:: EXTRACT TO READ ::
^^^^^^^^^^^^^^^^
The list of examples of personal information under section 2(1) is not exhaustive.  Therefore, information that does not fall under paragraphs (a) to (h) may still qualify as personal information [Order 11].


Sections 2(2), (3) and (4) also relate to the definition of personal information.  These sections state:


(2)  Personal information does not include information about an individual who has been dead for more than thirty years.


(3)  Personal information does not include the name, title, contact information or designation of an individual that identifies the individual in a business, professional or official capacity.


(4)  For greater certainty, subsection (3) applies even if an individual carries out business, professional or official responsibilities from their dwelling and the contact information for the individual relates to that dwelling.


To qualify as personal information, the information must be about the individual in a personal capacity.  As a general rule, information associated with an individual in a professional, official or business capacity will not be considered to be “about” the individual [Orders P-257, P-427, P-1412, P-1621, R-980015, MO-1550-F and PO-2225].


Even if information relates to an individual in a professional, official or business capacity, it may still qualify as personal information if the information reveals something of a personal nature about the individual [Orders P-1409, R-980015, PO-2225 and MO-2344].


To qualify as personal information, it must be reasonable to expect that an individual may be identified if the information is disclosed [Order PO-1880, upheld on judicial review in Ontario (Attorney General) v. Pascoe, [2002] O.J. No. 4300 (C.A.)].


The Ministry submits that:


The record that is the subject of this appeal is a video of approximately 12 minutes in duration that was recorded by video monitoring equipment mounted at one end of a day room at the Correctional Centre…  The day room is situated next to inmates’ cells, and those cells are clearly visible in the background.


The part of the [Correctional Centre] which the video captures is occupied by inmates who are awaiting trial or sentencing. The inmates who are awaiting trial have been denied judicial interim release or bail. Bail is guaranteed in section 11 (e) of the Canadian Charter of Rights and Freedoms , except in limited circumstances, because the denial of bail violates the presumption of innocence. Therefore, inmates are incarcerated without bail because they have been charged with a particularly serious offence, such as murder; they are considered to be a flight risk; there are concerns for public safety; or, there is a finding that detention is necessary to maintain confidence in the administration of justice.
^^^^^^^^^^^^^^^^
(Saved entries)
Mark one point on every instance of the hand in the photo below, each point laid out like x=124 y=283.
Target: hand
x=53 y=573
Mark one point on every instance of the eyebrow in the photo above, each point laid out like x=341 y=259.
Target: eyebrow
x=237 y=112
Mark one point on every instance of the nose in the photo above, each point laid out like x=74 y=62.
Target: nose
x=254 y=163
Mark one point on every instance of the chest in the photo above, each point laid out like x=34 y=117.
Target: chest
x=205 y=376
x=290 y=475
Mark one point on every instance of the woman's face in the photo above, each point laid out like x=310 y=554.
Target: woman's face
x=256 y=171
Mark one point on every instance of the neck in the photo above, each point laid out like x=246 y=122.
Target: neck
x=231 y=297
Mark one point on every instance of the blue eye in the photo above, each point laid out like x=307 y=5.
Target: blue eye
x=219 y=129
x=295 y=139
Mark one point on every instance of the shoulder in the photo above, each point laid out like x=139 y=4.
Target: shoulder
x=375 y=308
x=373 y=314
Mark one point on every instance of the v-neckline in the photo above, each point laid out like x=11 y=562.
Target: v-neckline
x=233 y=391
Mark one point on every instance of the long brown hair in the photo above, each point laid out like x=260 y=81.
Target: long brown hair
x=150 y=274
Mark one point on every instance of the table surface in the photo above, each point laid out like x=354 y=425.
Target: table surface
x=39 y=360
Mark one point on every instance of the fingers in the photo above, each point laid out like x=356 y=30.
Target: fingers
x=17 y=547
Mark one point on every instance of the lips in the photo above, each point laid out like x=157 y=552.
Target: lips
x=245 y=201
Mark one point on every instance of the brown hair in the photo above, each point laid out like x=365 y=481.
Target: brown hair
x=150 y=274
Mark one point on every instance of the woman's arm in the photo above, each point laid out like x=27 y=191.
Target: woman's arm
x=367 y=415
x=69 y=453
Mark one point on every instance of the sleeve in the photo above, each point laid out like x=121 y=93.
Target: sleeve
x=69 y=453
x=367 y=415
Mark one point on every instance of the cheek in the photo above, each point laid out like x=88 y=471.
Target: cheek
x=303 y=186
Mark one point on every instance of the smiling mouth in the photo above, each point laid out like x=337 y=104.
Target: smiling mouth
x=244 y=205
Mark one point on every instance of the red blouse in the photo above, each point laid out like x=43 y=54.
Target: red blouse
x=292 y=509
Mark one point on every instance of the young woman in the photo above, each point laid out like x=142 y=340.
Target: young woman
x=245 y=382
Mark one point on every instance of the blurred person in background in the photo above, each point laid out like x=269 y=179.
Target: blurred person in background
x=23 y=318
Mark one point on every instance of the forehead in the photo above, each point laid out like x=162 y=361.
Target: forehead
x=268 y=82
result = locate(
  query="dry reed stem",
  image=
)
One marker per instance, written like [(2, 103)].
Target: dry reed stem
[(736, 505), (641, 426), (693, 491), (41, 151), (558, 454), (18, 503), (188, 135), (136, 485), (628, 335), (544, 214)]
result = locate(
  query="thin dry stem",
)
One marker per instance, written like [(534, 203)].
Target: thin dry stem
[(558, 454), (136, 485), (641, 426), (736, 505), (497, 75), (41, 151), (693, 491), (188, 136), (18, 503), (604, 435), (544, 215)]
^^^^^^^^^^^^^^^^
:: LIST OF TASKS ::
**a.** According to the excerpt on personal information, how long must an individual have been dead for information about them to fall outside the definition of personal information?
**b.** Reproduce the part of the excerpt on personal information starting at "Even if information" and ending at "PO-2225 and MO-2344].".

:: RESPONSES BY TASK ::
**a.** More than thirty years.

**b.**
Even if information relates to an individual in a professional, official or business capacity, it may still qualify as personal information if the information reveals something of a personal nature about the individual [Orders P-1409, R-980015, PO-2225 and MO-2344].